Provided entries:
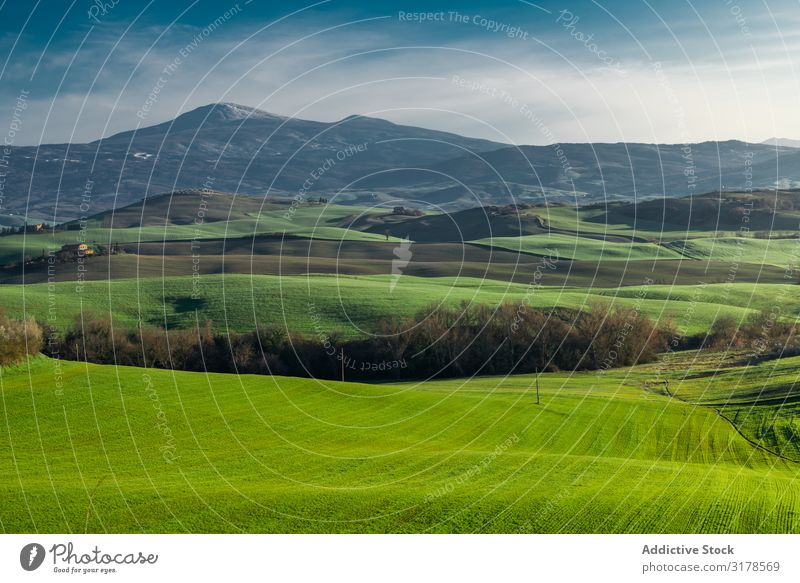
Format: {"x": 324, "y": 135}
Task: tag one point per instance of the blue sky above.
{"x": 513, "y": 71}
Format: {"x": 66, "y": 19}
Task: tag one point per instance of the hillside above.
{"x": 363, "y": 160}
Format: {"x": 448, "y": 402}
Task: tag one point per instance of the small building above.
{"x": 74, "y": 251}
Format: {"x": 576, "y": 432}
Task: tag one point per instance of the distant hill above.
{"x": 367, "y": 161}
{"x": 782, "y": 142}
{"x": 583, "y": 173}
{"x": 763, "y": 210}
{"x": 224, "y": 147}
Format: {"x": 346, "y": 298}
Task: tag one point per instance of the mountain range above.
{"x": 364, "y": 160}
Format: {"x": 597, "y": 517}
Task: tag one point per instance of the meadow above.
{"x": 113, "y": 449}
{"x": 352, "y": 305}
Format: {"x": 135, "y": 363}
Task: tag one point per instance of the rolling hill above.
{"x": 116, "y": 449}
{"x": 363, "y": 160}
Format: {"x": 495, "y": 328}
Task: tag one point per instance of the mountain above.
{"x": 783, "y": 142}
{"x": 223, "y": 147}
{"x": 585, "y": 173}
{"x": 230, "y": 147}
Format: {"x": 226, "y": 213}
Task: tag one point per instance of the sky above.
{"x": 512, "y": 71}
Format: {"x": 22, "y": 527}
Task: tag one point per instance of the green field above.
{"x": 319, "y": 222}
{"x": 581, "y": 248}
{"x": 781, "y": 252}
{"x": 353, "y": 304}
{"x": 133, "y": 450}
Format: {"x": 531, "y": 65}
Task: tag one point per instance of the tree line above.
{"x": 438, "y": 342}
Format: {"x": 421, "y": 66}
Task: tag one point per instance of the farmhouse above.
{"x": 74, "y": 251}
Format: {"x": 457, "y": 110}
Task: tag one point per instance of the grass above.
{"x": 353, "y": 304}
{"x": 272, "y": 454}
{"x": 780, "y": 252}
{"x": 319, "y": 222}
{"x": 580, "y": 248}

Work item: Exclude the pictures, then retype every record exactly.

Answer to the exercise:
Format: {"x": 324, "y": 135}
Task: tag one point per instance of the blue sky above.
{"x": 513, "y": 71}
Format: {"x": 66, "y": 19}
Task: tag one point per instance of the hillside above.
{"x": 363, "y": 160}
Format: {"x": 448, "y": 402}
Task: tag one point per instance of the small building above.
{"x": 74, "y": 251}
Format: {"x": 576, "y": 432}
Task: tag one point per instance of the distant hill above.
{"x": 367, "y": 161}
{"x": 782, "y": 142}
{"x": 583, "y": 173}
{"x": 763, "y": 210}
{"x": 224, "y": 147}
Format: {"x": 346, "y": 298}
Task: tag one point per instance of the mountain range above.
{"x": 364, "y": 160}
Format: {"x": 597, "y": 517}
Task: tag one point per instance of the meadow above.
{"x": 113, "y": 449}
{"x": 352, "y": 305}
Format: {"x": 135, "y": 363}
Task: tag one point per instance of the rolling hill above.
{"x": 116, "y": 449}
{"x": 363, "y": 160}
Format: {"x": 495, "y": 328}
Task: tag one point per instance of the mountain above.
{"x": 783, "y": 142}
{"x": 223, "y": 147}
{"x": 585, "y": 173}
{"x": 230, "y": 147}
Format: {"x": 226, "y": 213}
Task: tag one point per instance of the sky above.
{"x": 512, "y": 71}
Format: {"x": 22, "y": 527}
Task: tag one point per instance of the green field above.
{"x": 319, "y": 222}
{"x": 581, "y": 248}
{"x": 781, "y": 252}
{"x": 353, "y": 304}
{"x": 133, "y": 450}
Format: {"x": 531, "y": 65}
Task: tag one point per instance of the tree line above.
{"x": 438, "y": 342}
Format: {"x": 421, "y": 66}
Task: tag one point per instance of the farmhouse above.
{"x": 74, "y": 251}
Format: {"x": 457, "y": 110}
Task: tag one point per instance of the grass above.
{"x": 353, "y": 304}
{"x": 272, "y": 454}
{"x": 780, "y": 252}
{"x": 319, "y": 222}
{"x": 580, "y": 248}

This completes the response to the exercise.